EXTRACT PROVIDED —
William Franke (philosopher)
William Franke (born April 1, 1956) is an American academic and philosopher, professor of Comparative Literature at Vanderbilt University (formerly and concomitantly Professor Catedrático and Head of Philosophy and Religions at the University of Macau, 2013-2016). His main exposition of his philosophical thinking is A Philosophy of the Unsayable (2014), a book which dwells on the limits of language in order to open thought to the inconceivable. On this basis, the discourses of myth, mysticism, metaphysics, and the arts take on new and previously unsuspected types of meaning. This book is the object of a Syndicate Forum and of a forthcoming collective volume of essays by diverse hands (see below). It is based on Franke's two-volume On What Cannot Be Said: Apophatic Discourses in Philosophy, Religion, Literature, and the Arts (2007), which reconstructs in the margins of philosophy a counter-tradition to the thought and culture of the Logos. Franke extends his apophatic philosophy in an intercultural direction, entering the field of comparative philosophy, with Apophatic Paths from Europe to China: Regions Without Borders.
Biography
Franke holds degrees in philosophy and theology from Williams College and Oxford University and in comparative literature from UC Berkeley and Stanford (Ph.D. 1991). He lectures and teaches in English, German, French, and Italian. He is a research fellow of the Alexander von Humboldt-Stiftung and a senior fellow of the International Institute for Hermeneutics (IIH). He has been Fulbright-University of Salzburg Distinguished Chair in Intercultural Theology and the Study of Religions. He is a member of "HolyLit: Religion and Literature," of the Freie Universität Berlin and Harvard University and has been a member of the Dante Society Executive Council by general election of the Dante Society of America.
Work
Franke’s philosophical work intertwines with his production as a theorist in comparative literature. His interdisciplinary approach centers on Dante’s Divine Comedy read as theological revelation in poetic language. His book, Dante’s Interpretive Journey (1996) constructs an interpretation of the Comedy in dialogue with German hermeneutic theory (Heidegger, Gadamer, Fuchs, Ebeling, Bultmann). The sequel, Dante and the Sense of Transgression: The Trespass of the Sign (2012), complements it by bringing the Comedy into dialogue with contemporary French thought of difference (Bataille, Blanchot, Barthes, Levinas, Derrida). While using the instruments of contemporary literary theory to read Dante’s poem, these books also leverage Dante’s medieval theological vision in order to level critiques against modern thinking forgetful of its grounds in sources that transcend rational justification and can only be imagined.
Franke's work of speculative criticism powered by philosophical reflection is shaped into a comprehensive poetics of revelation starting with Poetry and Apocalypse: Theological Disclosures of Poetic Language (2009). This involves a construction of Christian epic tradition extending backward from James Joyce to Dante’s essential source texts in antiquity and the Middle Ages with The Revelation of Imagination: From the Bible and Homer through Virgil and Augustine to Dante (2015). Moving in the opposite direction, Secular Scriptures: Modern Theological Poetics in the Wake of Dante (2016) traces the inheritance of Dante’s theological vision forward into the modern era of secularized prophetic poetry and poetics. These critical interventions are at the same time theoretical employments of literature to engage certain of the chief intellectual problems of our own time, beginning from the status of knowledge as science and as revelation.

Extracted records
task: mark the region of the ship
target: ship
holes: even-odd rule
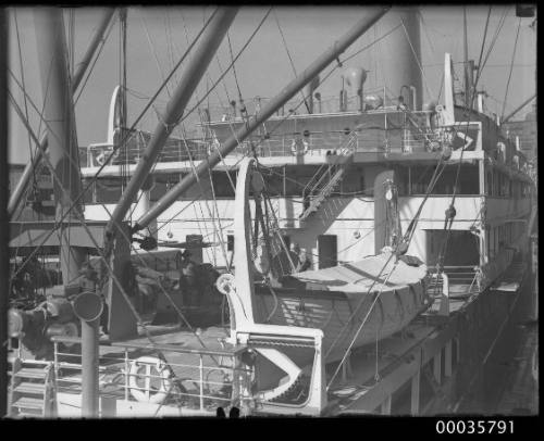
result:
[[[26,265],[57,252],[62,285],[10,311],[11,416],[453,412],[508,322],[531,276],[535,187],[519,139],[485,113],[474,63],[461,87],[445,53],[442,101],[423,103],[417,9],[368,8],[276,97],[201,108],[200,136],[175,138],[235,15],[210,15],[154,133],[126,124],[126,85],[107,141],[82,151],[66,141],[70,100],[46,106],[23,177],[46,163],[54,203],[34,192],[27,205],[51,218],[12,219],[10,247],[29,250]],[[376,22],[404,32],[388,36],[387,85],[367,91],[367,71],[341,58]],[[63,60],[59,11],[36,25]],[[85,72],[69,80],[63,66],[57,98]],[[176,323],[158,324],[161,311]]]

GOAL — Extend the article on the philosopher William Franke by writing what comes next after its last sentence, which ends "as science and as revelation."

FINAL RESULT —
Franke has published well over a hundred essays and articles of philosophical and theological interpretations of literature ranging from the biblical prophets and classical poets to Shakespeare and Milton, Dickinson, Baudelaire, Edmond Jabès, and Paul Celan. These essays deal also with theoretical topics such as dialectical and deconstructive logic, figurative rhetoric, psychoanalysis as a hermeneutics of subjectivity, postsecular critical reason, and cultural theory in the wake of the death of God. Those of a more literary-critical bent include interventions on the canon debate, world literature, postcolonial ethics, and postmodern (non)identities.
Bibliography
- A Theology of Literature: The Bible as Revelation in the Tradition of the Humanities. Eugene, Oregon: Wipf and Stock Publishers, 150-200 pages, forthcoming Cascade Companions series, Cascade Books Imprint
- Apophatic Paths from Europe to China: Regions Without Borders. Albany: State University of New York Press, forthcoming in Series on Chinese Philosophy and Culture, edited by Roger Ames
- Secular Scriptures: Modern Theological Poetics in the Wake of Dante. Columbus: Ohio State University Press: 2016 (256 + xii pages) Literature, Religion, and Postsecular Studies series, edited by Lori Branch
- The Revelation of Imagination: From the Bible and Homer through Virgil and Augustine to Dante. Evanston: Northwestern University Press, 2015 (424 + xii pages)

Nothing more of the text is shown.